* AUSGANGSTEXT
==*==

# Desktopbild fehlt bei servergespeicherten Benutzerprofil (Domäne)



## HADEX (5. August 2004)

Hab da ein ziemlich kniffliges Problem.

Ausgangslage: OS Server (Domäme) Windows 2003, OS Client Windows XP
Servergespeichertes Benutzerprofil mit Eintrag Pfad "\\Server\SYSVOL\Profiles$\%Username%" erstellt - also kein mit "kopieren nach" erstelltes Benutzerprofil.

Soweit so gut, das Benuzterprofil wird geladen, einstellungen (Desktop, Favoriten, Fenster) werden auf jedem Client korrekt geladen/angezeigt, * bis auf den Desktophintergrund*. Hat jemand ne Idee warum das so ist.

Und eine Frage noch: Per welcher Richtlinie kann man bestimmen, das der User nur an einem Client gleichzeitig angemeldet sein darf?


Grüß´le


----------



## Ducksteinfreund (30. September 2004)

*Desktopbild Fehlt*

Falls du ein Spezielles Desktopbild einblenden willst so muss dieser File meines Wissens auch auf dem Server Hinterlegt sein. Die Desktophintergründe werden meines Wissens nicht mit im Profil als File sondern nur als Verweiss gespeichert.

==*==

* BEREITGESTELLTE DATEN
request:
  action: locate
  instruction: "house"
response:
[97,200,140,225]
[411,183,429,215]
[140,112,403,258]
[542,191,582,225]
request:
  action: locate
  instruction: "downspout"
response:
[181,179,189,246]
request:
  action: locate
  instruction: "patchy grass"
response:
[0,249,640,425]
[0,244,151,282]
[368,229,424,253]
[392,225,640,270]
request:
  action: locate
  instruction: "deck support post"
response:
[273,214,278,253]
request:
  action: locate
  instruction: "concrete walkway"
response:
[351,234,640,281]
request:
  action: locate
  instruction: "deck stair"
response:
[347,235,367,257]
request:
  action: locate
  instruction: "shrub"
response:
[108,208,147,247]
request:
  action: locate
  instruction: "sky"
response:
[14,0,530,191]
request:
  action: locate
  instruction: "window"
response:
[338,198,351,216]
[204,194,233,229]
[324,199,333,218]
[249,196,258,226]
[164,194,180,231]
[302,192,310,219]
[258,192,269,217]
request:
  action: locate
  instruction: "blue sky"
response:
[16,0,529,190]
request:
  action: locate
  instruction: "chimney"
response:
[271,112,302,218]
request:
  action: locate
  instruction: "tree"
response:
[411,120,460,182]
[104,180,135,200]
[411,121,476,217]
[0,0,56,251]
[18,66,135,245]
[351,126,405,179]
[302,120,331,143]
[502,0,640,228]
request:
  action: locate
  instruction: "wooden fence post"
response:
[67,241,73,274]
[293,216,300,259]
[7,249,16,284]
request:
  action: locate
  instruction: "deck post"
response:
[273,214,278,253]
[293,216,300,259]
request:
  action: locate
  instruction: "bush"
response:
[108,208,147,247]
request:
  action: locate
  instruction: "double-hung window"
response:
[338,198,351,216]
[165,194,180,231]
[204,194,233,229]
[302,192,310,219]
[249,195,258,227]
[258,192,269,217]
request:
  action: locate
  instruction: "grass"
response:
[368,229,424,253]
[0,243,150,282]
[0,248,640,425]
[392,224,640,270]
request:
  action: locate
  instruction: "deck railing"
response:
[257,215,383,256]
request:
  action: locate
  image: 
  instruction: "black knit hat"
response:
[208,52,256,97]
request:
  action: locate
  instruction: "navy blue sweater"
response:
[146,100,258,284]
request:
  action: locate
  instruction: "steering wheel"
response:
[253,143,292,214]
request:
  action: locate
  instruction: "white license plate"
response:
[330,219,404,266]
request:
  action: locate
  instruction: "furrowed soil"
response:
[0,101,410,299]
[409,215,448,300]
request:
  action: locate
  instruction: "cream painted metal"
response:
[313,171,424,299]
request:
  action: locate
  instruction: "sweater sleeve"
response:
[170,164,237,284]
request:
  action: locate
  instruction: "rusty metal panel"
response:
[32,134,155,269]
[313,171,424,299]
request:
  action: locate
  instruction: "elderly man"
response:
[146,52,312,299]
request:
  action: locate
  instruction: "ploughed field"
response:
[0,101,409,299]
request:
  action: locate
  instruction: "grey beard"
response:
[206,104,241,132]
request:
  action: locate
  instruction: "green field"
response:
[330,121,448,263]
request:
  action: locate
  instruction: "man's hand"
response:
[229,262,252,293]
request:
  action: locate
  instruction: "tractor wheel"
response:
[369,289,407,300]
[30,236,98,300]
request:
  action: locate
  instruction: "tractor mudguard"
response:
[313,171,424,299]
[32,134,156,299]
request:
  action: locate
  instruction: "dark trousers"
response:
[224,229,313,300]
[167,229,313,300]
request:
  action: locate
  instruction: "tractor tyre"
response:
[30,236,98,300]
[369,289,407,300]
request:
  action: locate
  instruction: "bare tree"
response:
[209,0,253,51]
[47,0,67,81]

==*==

* IHRE AUFGABE
Führen Sie den Forenthread zum fehlenden Desktopbild im servergespeicherten Benutzerprofil im Anschluss an seinen letzten Satz fort.

* DIE ANTWORT
----------



## HADEX (1. Oktober 2004)

Die Desktopbilder liegen in einer Freigabe auf dem Server, daran kannst fast nicht liegen


----------



## Daniel Wittberger (3. Oktober 2004)

Versuch mal den Desktop-Hintergrund bei den Profildateien zu speichern, wie zB bei den Eigenen Dateien. Vielleicht funktioniert das. Ich persönlich verwende keine Servergespeicherten Profile mehr weil dies ab einer bestimmten Größe zu langen Ladezeiten führen kann.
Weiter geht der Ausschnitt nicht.